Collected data
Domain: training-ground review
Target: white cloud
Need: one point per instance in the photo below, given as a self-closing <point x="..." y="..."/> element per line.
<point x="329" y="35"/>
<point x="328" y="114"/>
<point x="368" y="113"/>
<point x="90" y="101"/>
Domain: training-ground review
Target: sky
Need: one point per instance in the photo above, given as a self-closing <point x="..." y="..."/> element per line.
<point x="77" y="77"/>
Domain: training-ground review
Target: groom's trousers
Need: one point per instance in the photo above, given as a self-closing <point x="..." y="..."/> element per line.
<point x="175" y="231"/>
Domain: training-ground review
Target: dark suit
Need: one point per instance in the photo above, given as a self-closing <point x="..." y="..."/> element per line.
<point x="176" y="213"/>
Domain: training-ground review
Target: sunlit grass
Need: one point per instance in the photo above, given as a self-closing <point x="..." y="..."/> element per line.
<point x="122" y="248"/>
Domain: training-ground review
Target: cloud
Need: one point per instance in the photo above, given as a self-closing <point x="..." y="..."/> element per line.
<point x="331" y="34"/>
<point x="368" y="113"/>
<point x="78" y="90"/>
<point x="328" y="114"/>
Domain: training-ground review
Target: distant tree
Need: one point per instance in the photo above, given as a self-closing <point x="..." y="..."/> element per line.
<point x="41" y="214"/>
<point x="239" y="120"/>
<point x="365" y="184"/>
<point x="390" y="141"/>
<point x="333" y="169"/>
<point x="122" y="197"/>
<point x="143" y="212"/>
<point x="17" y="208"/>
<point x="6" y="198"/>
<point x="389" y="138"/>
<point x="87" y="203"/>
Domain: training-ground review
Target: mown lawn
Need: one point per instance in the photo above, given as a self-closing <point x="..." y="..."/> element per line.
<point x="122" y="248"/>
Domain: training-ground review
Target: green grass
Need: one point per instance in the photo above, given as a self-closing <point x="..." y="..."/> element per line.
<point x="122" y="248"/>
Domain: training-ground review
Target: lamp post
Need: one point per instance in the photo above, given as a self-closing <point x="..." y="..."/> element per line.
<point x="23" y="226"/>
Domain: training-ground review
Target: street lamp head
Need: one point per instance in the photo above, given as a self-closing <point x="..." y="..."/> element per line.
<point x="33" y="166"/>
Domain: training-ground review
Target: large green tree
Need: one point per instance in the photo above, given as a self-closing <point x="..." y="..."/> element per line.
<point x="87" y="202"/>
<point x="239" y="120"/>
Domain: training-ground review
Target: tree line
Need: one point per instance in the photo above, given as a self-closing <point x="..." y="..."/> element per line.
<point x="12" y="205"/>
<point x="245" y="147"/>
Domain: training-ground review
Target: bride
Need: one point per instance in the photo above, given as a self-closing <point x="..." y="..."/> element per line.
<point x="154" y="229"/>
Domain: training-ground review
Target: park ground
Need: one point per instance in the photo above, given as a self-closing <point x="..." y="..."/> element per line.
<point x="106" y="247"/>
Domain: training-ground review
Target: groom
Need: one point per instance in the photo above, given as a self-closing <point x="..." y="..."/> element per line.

(Problem description): Make an exact copy of the material above.

(Written solution):
Domain: training-ground review
Target: white cloud
Need: one point per instance in the photo below, given as a self-closing <point x="..." y="..."/> element per line.
<point x="329" y="35"/>
<point x="328" y="114"/>
<point x="368" y="113"/>
<point x="90" y="101"/>
Domain: training-ground review
Target: sky
Need: one point per instance in the photo above, given as a self-closing <point x="..." y="..."/> element per line.
<point x="77" y="77"/>
Domain: training-ground review
Target: groom's trousers
Need: one point per instance in the photo above, given as a self-closing <point x="..." y="..."/> element per line.
<point x="175" y="231"/>
Domain: training-ground review
Target: dark suit
Need: one point per instance in the photo above, given as a self-closing <point x="..." y="..."/> element per line.
<point x="176" y="213"/>
Domain: training-ground review
Target: sunlit grass
Need: one point per instance in the photo above, given as a self-closing <point x="..." y="..."/> element per line.
<point x="122" y="248"/>
Domain: training-ground review
Target: cloud
Need: one point per instance in the photo above, given as a self-closing <point x="..." y="..."/> element per line.
<point x="331" y="34"/>
<point x="368" y="113"/>
<point x="78" y="90"/>
<point x="328" y="114"/>
Domain: training-ground review
Target: distant tree
Need: one point per instance in the photo above, given as a self-closing <point x="..." y="..."/> element per line.
<point x="41" y="214"/>
<point x="239" y="120"/>
<point x="365" y="184"/>
<point x="390" y="141"/>
<point x="333" y="169"/>
<point x="122" y="197"/>
<point x="143" y="212"/>
<point x="17" y="208"/>
<point x="6" y="198"/>
<point x="389" y="138"/>
<point x="87" y="203"/>
Domain: training-ground review
Target: mown lawn
Need: one point per instance in the photo above, given as a self-closing <point x="..." y="..."/> element per line.
<point x="122" y="248"/>
Domain: training-ground review
Target: green grass
Need: one point per instance in the photo above, given as a self-closing <point x="..." y="..."/> element per line.
<point x="122" y="248"/>
Domain: training-ground review
Target: lamp post
Need: one point per instance in the photo above, given as a self-closing <point x="..." y="..."/> element per line.
<point x="23" y="226"/>
Domain: training-ground review
Target: street lamp head
Need: one point per instance in the photo above, given as a self-closing <point x="..." y="..."/> element per line.
<point x="33" y="166"/>
Domain: training-ground review
Target: large green tree
Need: one point per instance in the photo above, given as a self-closing <point x="..." y="..."/> element per line.
<point x="87" y="202"/>
<point x="239" y="120"/>
Domain: training-ground review
Target: tree line
Need: one point per instance in the photo above, given as a self-closing <point x="..." y="..."/> element per line.
<point x="12" y="205"/>
<point x="245" y="147"/>
Domain: training-ground review
Target: bride
Need: one point per instance in the photo above, given as a self-closing <point x="..." y="..."/> element per line.
<point x="154" y="229"/>
Domain: training-ground review
Target: park ground
Need: one point per instance in the photo above, given as a self-closing <point x="..." y="..."/> element per line.
<point x="106" y="247"/>
Domain: training-ground review
Target: groom
Need: one point per instance in the photo above, given as a self-closing <point x="..." y="..."/> element per line.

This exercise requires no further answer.